Your instructions
Find every line in the entries below that contains the string "grass" and copy each one. Case counts.
─── Source material ───
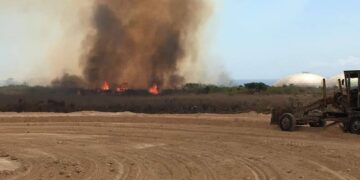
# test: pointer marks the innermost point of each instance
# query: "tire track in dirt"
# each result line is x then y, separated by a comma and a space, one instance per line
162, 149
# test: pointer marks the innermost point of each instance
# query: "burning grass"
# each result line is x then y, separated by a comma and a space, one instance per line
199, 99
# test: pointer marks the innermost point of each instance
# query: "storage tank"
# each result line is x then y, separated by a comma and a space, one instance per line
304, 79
───
─── Source material ───
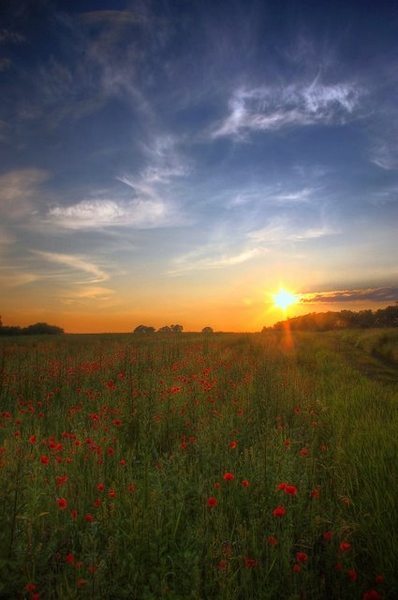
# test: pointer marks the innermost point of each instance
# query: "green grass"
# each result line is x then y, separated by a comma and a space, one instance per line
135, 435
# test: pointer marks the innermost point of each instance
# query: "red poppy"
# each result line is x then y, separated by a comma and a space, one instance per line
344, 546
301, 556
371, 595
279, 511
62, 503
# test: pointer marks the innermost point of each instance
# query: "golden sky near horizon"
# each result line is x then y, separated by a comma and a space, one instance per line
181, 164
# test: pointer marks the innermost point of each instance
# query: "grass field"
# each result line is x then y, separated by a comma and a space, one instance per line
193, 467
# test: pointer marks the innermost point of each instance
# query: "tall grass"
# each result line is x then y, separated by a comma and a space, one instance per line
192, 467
───
─── Source material ───
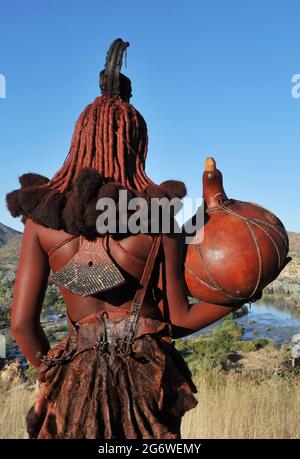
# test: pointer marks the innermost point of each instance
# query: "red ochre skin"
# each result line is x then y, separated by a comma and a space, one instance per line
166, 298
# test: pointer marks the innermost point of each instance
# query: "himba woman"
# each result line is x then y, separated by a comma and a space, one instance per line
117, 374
───
The response
# query: "burning grass"
# query: "green grass"
# query: "grass field"
# query: "tall grass"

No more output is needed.